======== MATERIAL TO PROCESS ========

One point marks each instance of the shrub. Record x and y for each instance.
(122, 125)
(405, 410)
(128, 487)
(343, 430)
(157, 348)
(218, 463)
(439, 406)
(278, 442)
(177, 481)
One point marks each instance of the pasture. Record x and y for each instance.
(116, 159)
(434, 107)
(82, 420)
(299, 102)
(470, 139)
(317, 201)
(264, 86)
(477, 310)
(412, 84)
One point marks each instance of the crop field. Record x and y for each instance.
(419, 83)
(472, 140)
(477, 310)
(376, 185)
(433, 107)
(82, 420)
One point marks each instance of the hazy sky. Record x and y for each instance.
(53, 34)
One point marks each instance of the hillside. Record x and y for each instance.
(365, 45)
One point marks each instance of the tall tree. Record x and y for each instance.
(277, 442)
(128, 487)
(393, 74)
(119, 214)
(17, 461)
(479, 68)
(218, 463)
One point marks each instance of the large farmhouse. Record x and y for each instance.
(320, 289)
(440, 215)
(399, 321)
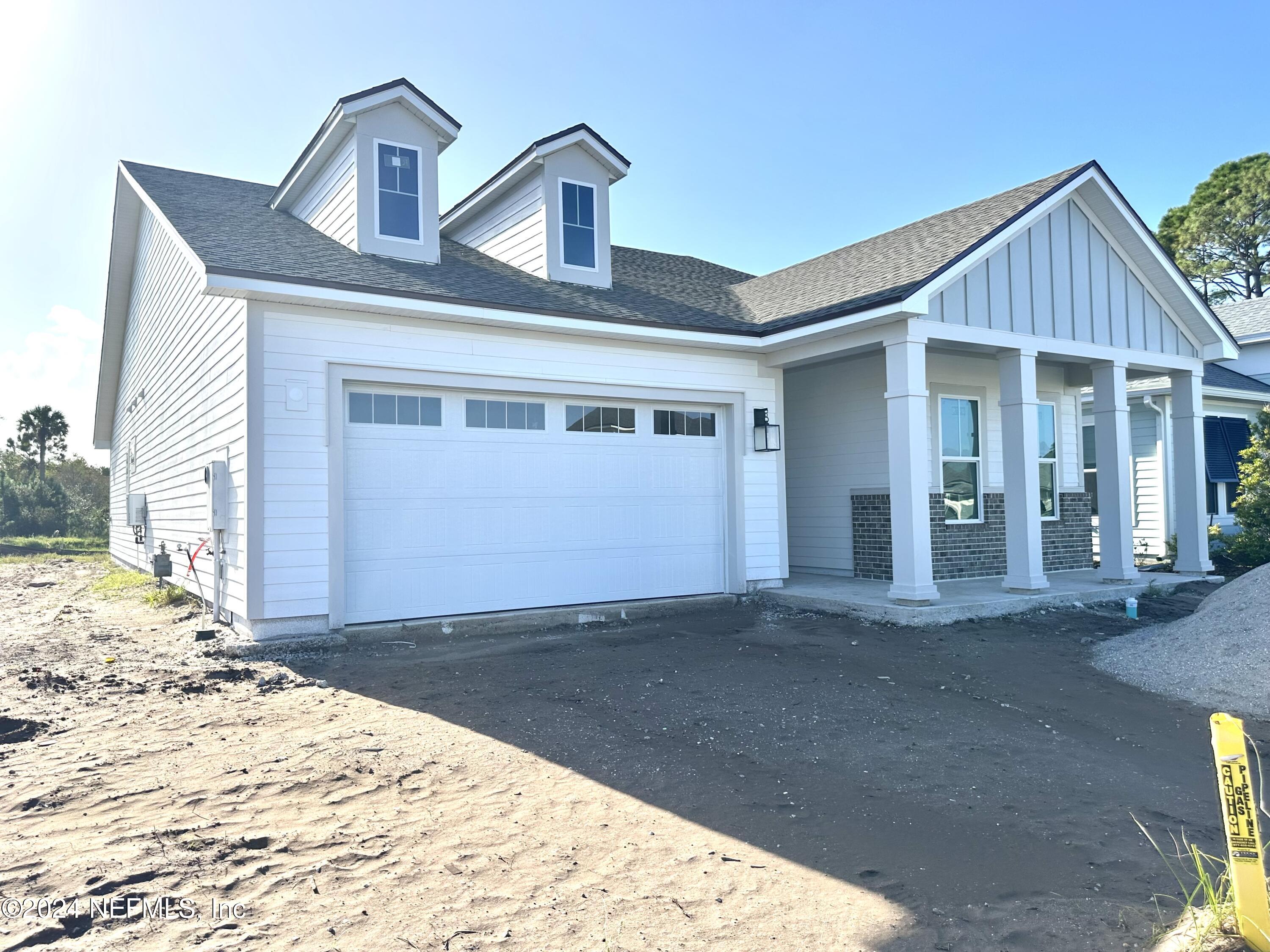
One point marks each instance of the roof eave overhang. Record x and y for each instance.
(130, 202)
(1096, 191)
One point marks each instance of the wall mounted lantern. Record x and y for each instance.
(768, 436)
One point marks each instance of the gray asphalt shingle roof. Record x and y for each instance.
(1245, 318)
(1215, 376)
(229, 225)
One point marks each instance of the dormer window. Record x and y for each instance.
(577, 225)
(397, 183)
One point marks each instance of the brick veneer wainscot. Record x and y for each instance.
(971, 550)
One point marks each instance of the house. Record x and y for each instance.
(1234, 393)
(371, 410)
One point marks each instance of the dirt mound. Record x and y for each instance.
(1218, 658)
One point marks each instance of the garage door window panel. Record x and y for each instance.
(506, 415)
(580, 418)
(684, 423)
(394, 409)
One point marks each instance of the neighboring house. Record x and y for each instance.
(1235, 391)
(1249, 323)
(407, 414)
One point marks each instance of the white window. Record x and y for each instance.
(684, 423)
(578, 225)
(1091, 470)
(507, 415)
(1048, 454)
(394, 409)
(398, 211)
(599, 419)
(959, 459)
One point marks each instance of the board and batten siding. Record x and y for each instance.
(514, 230)
(331, 202)
(182, 403)
(1062, 280)
(836, 442)
(299, 344)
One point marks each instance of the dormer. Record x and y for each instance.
(547, 211)
(369, 178)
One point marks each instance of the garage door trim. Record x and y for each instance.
(340, 375)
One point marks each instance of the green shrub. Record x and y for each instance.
(1251, 546)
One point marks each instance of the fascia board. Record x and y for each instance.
(370, 301)
(615, 167)
(446, 131)
(313, 159)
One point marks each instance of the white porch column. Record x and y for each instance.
(1189, 497)
(1020, 464)
(907, 441)
(1115, 492)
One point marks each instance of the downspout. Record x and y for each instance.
(1162, 445)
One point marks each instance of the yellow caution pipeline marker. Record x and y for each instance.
(1242, 839)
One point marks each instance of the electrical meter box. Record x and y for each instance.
(136, 509)
(216, 475)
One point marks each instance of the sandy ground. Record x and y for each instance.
(740, 781)
(1220, 657)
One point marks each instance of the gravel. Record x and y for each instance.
(1218, 658)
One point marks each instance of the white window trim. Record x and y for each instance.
(1055, 464)
(938, 437)
(680, 436)
(375, 153)
(547, 415)
(595, 230)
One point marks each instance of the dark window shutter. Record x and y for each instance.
(1217, 452)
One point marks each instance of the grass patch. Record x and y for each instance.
(52, 545)
(120, 582)
(166, 597)
(1208, 922)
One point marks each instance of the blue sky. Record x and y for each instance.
(760, 134)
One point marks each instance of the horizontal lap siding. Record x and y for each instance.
(299, 347)
(514, 230)
(187, 352)
(331, 202)
(835, 441)
(1149, 492)
(1062, 280)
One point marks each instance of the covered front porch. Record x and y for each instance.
(964, 598)
(943, 468)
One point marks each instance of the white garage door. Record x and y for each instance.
(458, 503)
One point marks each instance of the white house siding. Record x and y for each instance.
(836, 442)
(1062, 280)
(331, 202)
(1146, 440)
(187, 355)
(512, 230)
(835, 445)
(300, 343)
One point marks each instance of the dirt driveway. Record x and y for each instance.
(740, 780)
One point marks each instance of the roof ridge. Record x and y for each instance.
(1065, 174)
(133, 164)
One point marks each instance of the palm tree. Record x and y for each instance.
(42, 431)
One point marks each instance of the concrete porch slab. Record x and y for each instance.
(962, 598)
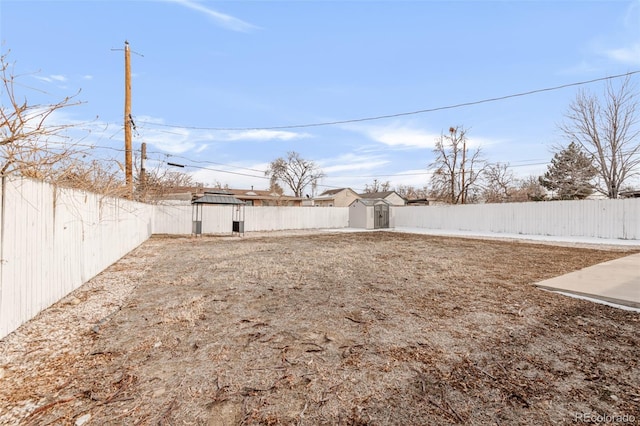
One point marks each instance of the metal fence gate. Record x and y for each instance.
(381, 216)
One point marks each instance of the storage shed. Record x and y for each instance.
(369, 213)
(219, 199)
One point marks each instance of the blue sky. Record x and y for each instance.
(253, 65)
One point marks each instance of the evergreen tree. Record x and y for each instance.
(570, 174)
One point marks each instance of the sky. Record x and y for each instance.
(225, 87)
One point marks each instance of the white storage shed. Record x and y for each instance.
(372, 213)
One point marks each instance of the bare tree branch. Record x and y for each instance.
(295, 172)
(608, 130)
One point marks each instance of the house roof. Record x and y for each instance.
(217, 198)
(384, 194)
(335, 191)
(255, 194)
(371, 201)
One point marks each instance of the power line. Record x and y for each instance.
(401, 114)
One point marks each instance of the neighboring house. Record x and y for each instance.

========

- **WHAT THIS TASK INVOLVES**
Copy nothing but the lines above from the one with "One point marks each instance of the palm" through the end of the material, word for word, and drop the pictures.

- **OUTPUT OF THE EXERCISE**
One point marks each instance of the palm tree. Record x and y for each instance.
(42, 431)
One point marks each instance of the concrete porch slab. Record x and y for each instance.
(962, 598)
One point marks each instance of the metal fence gate. Record x and y for each instance.
(381, 216)
One point marks each instance of the storage shed. Record x and y for each instance.
(369, 213)
(219, 199)
One point marks each instance of the blue sky. Record x and y for each instance.
(253, 65)
One point marks each instance of the evergreen tree. Record x and y for each instance.
(570, 174)
One point marks each instance of the sky. Record x and y for each instance.
(225, 87)
One point marks each instance of the white storage shed. Record x and y for each instance.
(372, 213)
One point marks each instance of the bare tree branch. Record x and y for each instance.
(295, 172)
(608, 130)
One point marks each instance of the house roof. Record x and y for each instance.
(217, 198)
(384, 194)
(335, 191)
(255, 194)
(371, 201)
One point marks each instance of the power line. Record x and y for each instance.
(401, 114)
One point marks each instance of the neighboring house. Record x and y for each instance.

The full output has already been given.